ACTIVITY:
Every entry, start to finish, should be printed verbatim without pictures.

PROVIDED ENTRIES:
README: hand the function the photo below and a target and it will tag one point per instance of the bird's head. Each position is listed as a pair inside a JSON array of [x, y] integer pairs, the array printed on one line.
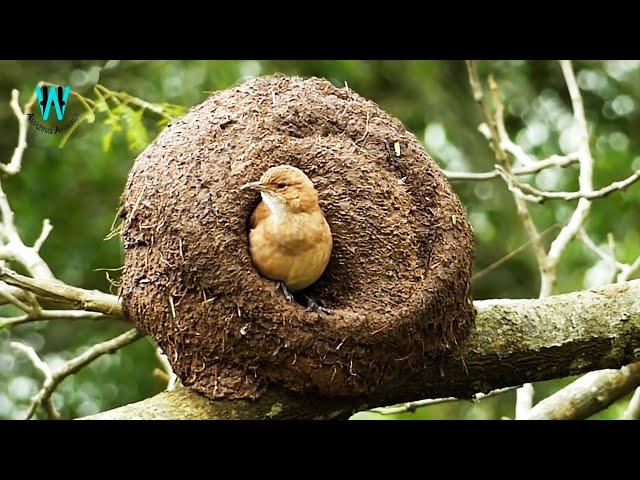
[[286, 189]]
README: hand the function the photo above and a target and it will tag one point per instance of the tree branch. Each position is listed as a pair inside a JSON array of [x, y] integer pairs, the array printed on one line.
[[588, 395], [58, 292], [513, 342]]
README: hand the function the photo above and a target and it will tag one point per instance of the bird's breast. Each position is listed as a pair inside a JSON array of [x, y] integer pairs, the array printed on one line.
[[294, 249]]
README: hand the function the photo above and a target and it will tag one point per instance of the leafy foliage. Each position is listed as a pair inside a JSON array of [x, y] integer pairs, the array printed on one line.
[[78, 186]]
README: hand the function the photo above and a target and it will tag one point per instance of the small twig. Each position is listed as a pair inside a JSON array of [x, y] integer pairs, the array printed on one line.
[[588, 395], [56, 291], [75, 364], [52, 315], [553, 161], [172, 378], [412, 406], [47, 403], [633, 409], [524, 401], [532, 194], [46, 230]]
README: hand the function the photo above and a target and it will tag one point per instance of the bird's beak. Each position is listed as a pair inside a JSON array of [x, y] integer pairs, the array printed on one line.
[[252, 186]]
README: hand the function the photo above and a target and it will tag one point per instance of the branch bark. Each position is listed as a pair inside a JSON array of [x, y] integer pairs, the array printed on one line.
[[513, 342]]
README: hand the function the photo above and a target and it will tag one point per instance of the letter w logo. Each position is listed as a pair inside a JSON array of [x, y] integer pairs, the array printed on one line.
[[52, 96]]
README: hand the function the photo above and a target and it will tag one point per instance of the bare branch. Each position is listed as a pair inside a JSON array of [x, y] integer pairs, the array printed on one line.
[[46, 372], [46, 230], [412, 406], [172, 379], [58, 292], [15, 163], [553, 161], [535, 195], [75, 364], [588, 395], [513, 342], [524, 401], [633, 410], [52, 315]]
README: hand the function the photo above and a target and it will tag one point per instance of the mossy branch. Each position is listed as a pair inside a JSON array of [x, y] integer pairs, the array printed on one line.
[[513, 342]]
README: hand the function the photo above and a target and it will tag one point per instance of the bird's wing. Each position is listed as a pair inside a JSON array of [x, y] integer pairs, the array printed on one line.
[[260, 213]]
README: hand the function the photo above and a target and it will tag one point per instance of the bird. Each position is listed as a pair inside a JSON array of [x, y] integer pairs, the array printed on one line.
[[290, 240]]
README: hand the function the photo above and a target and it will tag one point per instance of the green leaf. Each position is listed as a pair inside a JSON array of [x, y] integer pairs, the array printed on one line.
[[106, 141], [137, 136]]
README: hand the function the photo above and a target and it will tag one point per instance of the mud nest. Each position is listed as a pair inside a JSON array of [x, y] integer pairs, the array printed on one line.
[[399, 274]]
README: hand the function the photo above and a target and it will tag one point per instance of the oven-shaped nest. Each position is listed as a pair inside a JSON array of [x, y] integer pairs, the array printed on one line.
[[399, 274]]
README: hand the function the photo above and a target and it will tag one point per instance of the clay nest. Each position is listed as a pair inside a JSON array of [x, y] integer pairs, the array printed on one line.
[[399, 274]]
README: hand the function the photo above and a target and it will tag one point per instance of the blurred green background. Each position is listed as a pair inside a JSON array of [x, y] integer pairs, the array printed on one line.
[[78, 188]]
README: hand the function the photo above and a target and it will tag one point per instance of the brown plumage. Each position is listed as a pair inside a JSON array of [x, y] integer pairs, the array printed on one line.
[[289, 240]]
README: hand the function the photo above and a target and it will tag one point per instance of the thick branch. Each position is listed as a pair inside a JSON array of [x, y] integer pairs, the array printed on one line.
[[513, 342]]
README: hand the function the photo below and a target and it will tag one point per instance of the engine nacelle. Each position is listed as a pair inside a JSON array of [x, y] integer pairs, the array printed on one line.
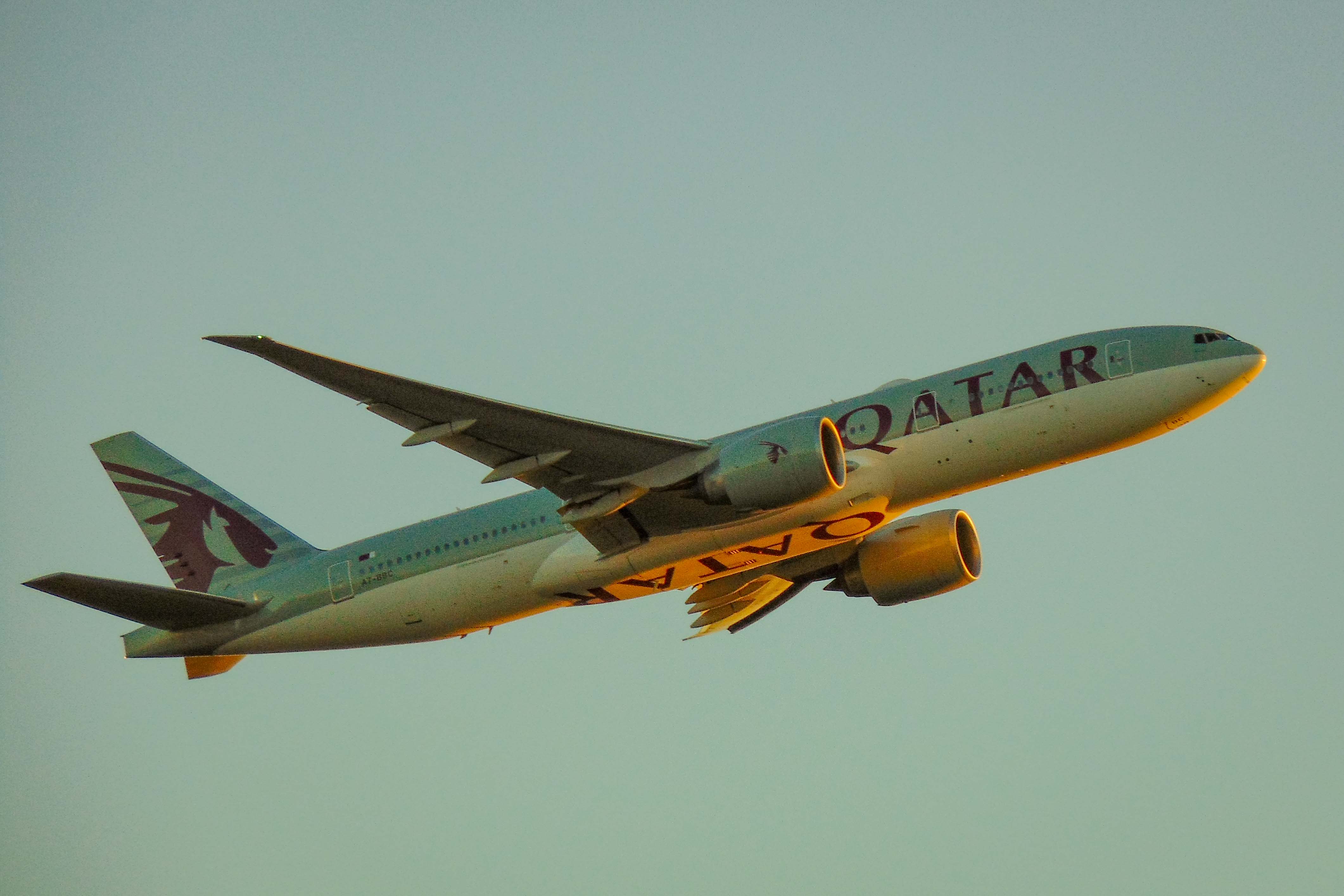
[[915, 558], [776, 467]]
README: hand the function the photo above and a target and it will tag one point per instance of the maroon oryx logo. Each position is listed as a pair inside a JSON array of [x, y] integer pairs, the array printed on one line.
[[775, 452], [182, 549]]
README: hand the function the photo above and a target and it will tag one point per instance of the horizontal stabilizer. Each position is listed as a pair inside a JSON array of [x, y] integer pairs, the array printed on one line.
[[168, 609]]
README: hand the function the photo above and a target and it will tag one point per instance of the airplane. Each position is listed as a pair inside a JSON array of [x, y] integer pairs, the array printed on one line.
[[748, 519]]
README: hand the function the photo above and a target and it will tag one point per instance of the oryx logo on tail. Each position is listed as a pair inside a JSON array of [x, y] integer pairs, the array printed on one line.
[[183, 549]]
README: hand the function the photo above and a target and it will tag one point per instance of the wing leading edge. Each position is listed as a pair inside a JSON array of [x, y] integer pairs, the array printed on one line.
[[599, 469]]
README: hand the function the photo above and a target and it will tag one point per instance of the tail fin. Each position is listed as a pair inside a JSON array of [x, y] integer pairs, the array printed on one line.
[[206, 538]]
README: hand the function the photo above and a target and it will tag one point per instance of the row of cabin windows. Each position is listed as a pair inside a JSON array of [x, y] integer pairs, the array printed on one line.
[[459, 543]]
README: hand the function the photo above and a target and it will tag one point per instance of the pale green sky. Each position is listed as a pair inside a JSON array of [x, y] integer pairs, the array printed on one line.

YOUR RESPONSE:
README: hand the function the photo below and a target and it will tag one point per instance of the bird's head. Each position is listed as a pair inside a JSON array of [x, y] integer pairs, the array printed on one line.
[[286, 189]]
README: hand the function the photo above and a target and it will tag one point per instance of the tree branch. Each position is listed as a pair inside a JSON array of [x, y] integer pairs, the array printed on one line.
[[588, 395], [58, 292], [513, 342]]
README: hand the function the photo above and a target and it will tag one point per instance of the bird's breast. Each position is listed as a pair inside a JSON array of [x, y] integer pairs, the array printed on one line.
[[294, 249]]
README: hand the function the photo above and a target and it will tag one point per instance of the leafy foliage. Each position is listed as a pair inside a JSON array of [x, y] integer pairs, the array printed on one line.
[[78, 186]]
README: hand the function the photo above and a target and it will tag one point per instance of the small twig. Each position is listed as a pair inside a JSON array of [x, y] integer pairs, the array printed on one line.
[[588, 395], [56, 291], [75, 364], [52, 315], [553, 161], [172, 378], [412, 406], [47, 403], [633, 409], [524, 401], [532, 194], [46, 230]]
README: hand the function the photo above and a target and it will tag one point per instance of the bird's beak. Each position is listed as a pair inside a JSON array of [x, y] integer pairs, the array printed on one line.
[[252, 186]]
README: hand the function the photo above and a target and it will tag one point per instance of the branch bark. Each position is listed as a pair inside a JSON array of [x, y] integer pairs, the array printed on one line.
[[513, 342]]
README: hand the function the photo above and a target and it will tag one point per instance of the letter w logo. Each position is listed as a pair inside a JSON array of [x, y] integer pairs, the array printed on one line.
[[52, 96]]
README: hand the function the photo above and a target and it will tag one point per instance of the bare branch. Each position is listed as a pair inside a JSON array of [x, y] integer pairs, the array printed on one line.
[[46, 372], [46, 230], [412, 406], [172, 379], [58, 292], [15, 163], [553, 161], [535, 195], [75, 364], [588, 395], [513, 342], [524, 401], [633, 410], [52, 315]]
README: hand the function the photo above and a target and it will tag one point per instance of the mossy branch. Each position is listed as a pair inside a JSON array of [x, y] integer pairs, the array printed on one line.
[[513, 342]]
README: hand the function the photo above and a target and it will tag one point per instance of the bird's wing. Each position is listed as a pair inside a JSON array of [x, y] integer pairs, the array printed on one line.
[[260, 213]]
README: hand the function the photo above and a target and it will tag one point per instance of the bird. Each position is listed as a pair inside a JSON array of [x, y] integer pairs, the array printed on one line.
[[290, 240]]
README: hand the function the photo above and a target and it will tag one point per instance of the green leaf. Each position is listed as a pair inside a JSON array of [x, y] integer pairs, the array printed on one line.
[[106, 141], [137, 136]]
README: hand the function the photo above and a target and it will tag one point per instance of the mud nest. Each position is listed as a pair inside a JSON array of [x, y] integer pairs, the array printed on one line.
[[399, 274]]
README: hand the function the photo above and a target and it will tag one point per instance of the oven-shaped nest. Each position is listed as a pair inside a JSON array of [x, y] integer pairs, the array printed on one line.
[[399, 274]]
README: hand the function the photo above and a target and it will tag one point per instance of the clay nest. Each position is listed as a pair inside a JSON array of [x, y] integer pairs, the array printed on one line.
[[399, 274]]
README: hand the function the photo above and a target and it will tag one point per instance of the blurred green background. Each position is listed as a pair inside a JSON array of [x, y] integer pairs, the array printed on one line.
[[78, 188]]
README: hand the function the photo above and a target and it will tag one point per instance of the brown plumage. Each position is listed as a pair inside a JSON array of [x, y] integer pairs, the array printed on one line.
[[289, 240]]
README: hand the function the photo above and a target and it will tag one point per instance of the thick branch. Each position is listed as a pair inside a JSON array of [x, y] integer pairs, the array printed on one line.
[[513, 342]]
README: hand the function the photo below and a target and it will tag one point per instance of the engine nacelle. Each position is listed as a pair inside a JSON array of [x, y] integer pairs, the array printed on one line.
[[915, 558], [776, 467]]
README: hand the function the photo above and a target and it will tag one point per instance of the maroon oryx logo. Each position is listed as a pair inside a JSON array of [x, y] integer pairs, the array printed on one line.
[[775, 452], [182, 549]]
README: hand the function the photo above and a target and it will tag one point per instance of the horizontal stabilizer. Each position is listed as a pair inside a JSON array of [x, y] integer pairs, the array printed on one line.
[[168, 609]]
README: hand the function the photo above and a target and it will tag one point per instance of the airplane. Each position is listed as a pair inside a JSON array of [x, y] integer pairs, the array printed on one line.
[[748, 519]]
README: hand the function the photo above and a target and it will tag one point per instance of the oryx logo on tail. Each position is listed as a pair inside a JSON array of [x, y] integer pairs, the array printed on one line.
[[183, 549]]
README: hand the function the photo above and a target and it will tag one point per instance of the wing leading edge. Each position is listed as a pair inside a JSON array of [x, y] integer pairs, the array printed on one line.
[[599, 469]]
README: hand the function the photo above and a target and it will tag one point per instance of the tail fin. Each position is listed as a pair inside a JSON array of [x, y] integer pairs, the array printed on one line.
[[206, 538]]
README: hand the function the photo above and a target and it will tag one point per instance of the row of cabin windows. Each position is listed as a pair inside a JSON array of [x, y] integer pairs, the array printed on one line.
[[459, 543]]
README: hand the function the photo above and a target and it will tag one point per instance of the pale green sky. Each position is listed as a pair inside a JSON array of [x, y] integer pairs, the array printed on one line.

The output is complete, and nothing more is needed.